**To-do item:** Please repeat all of the material below line for line, changing nothing.

(Extracted information)

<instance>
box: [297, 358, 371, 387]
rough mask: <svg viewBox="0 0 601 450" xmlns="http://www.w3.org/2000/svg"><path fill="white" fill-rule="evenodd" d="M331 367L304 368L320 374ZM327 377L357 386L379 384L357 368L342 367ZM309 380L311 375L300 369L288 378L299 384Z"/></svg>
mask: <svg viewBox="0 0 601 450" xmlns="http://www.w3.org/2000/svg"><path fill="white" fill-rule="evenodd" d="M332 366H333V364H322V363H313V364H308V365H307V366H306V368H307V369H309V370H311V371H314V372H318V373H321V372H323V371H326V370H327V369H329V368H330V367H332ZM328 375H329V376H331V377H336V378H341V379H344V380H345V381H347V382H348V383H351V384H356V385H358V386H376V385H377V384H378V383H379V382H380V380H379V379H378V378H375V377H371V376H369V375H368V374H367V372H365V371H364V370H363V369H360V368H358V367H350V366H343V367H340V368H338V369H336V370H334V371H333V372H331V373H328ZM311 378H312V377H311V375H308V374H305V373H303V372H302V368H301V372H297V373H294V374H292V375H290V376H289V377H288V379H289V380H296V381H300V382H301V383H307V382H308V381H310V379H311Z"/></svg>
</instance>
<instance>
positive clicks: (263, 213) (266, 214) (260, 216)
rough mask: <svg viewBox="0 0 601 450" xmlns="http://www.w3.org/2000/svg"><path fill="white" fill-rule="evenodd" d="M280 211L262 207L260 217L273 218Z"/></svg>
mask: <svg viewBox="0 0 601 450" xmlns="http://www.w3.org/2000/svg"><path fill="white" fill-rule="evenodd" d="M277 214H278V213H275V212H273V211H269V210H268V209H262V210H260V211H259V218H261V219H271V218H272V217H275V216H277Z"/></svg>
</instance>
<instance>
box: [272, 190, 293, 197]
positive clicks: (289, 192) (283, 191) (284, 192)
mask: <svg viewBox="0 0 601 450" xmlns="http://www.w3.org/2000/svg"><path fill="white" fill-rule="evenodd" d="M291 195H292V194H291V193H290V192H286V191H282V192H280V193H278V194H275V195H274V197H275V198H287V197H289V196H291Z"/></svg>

(End Extracted information)

**Answer below:**
<instance>
box: [297, 358, 371, 387]
rough mask: <svg viewBox="0 0 601 450" xmlns="http://www.w3.org/2000/svg"><path fill="white" fill-rule="evenodd" d="M331 367L304 368L320 374ZM327 377L357 386L379 384L357 368L342 367ZM309 380L311 375L300 369L288 378L299 384Z"/></svg>
mask: <svg viewBox="0 0 601 450" xmlns="http://www.w3.org/2000/svg"><path fill="white" fill-rule="evenodd" d="M332 366H333V364H322V363H313V364H308V365H307V366H306V368H307V369H309V370H311V371H314V372H318V373H321V372H323V371H326V370H327V369H329V368H330V367H332ZM328 375H329V376H331V377H336V378H341V379H344V380H345V381H347V382H348V383H351V384H356V385H358V386H376V385H377V384H378V383H379V382H380V380H379V379H378V378H375V377H371V376H369V375H368V374H367V372H365V371H364V370H363V369H360V368H358V367H350V366H343V367H340V368H338V369H336V370H334V371H333V372H331V373H328ZM311 378H312V377H311V375H308V374H305V373H303V372H302V368H301V372H297V373H294V374H292V375H290V376H289V377H288V379H289V380H296V381H300V382H301V383H307V382H308V381H310V379H311Z"/></svg>
</instance>
<instance>
positive clicks: (263, 213) (266, 214) (260, 216)
rough mask: <svg viewBox="0 0 601 450" xmlns="http://www.w3.org/2000/svg"><path fill="white" fill-rule="evenodd" d="M280 211L262 207L260 217L273 218Z"/></svg>
mask: <svg viewBox="0 0 601 450" xmlns="http://www.w3.org/2000/svg"><path fill="white" fill-rule="evenodd" d="M277 214H278V213H275V212H273V211H269V210H268V209H262V210H260V211H259V218H261V219H271V218H272V217H275V216H277Z"/></svg>
</instance>
<instance>
box: [272, 190, 293, 197]
positive clicks: (289, 192) (283, 191) (284, 192)
mask: <svg viewBox="0 0 601 450" xmlns="http://www.w3.org/2000/svg"><path fill="white" fill-rule="evenodd" d="M291 195H292V194H291V193H290V192H286V191H282V192H280V193H278V194H275V195H274V197H275V198H287V197H289V196H291Z"/></svg>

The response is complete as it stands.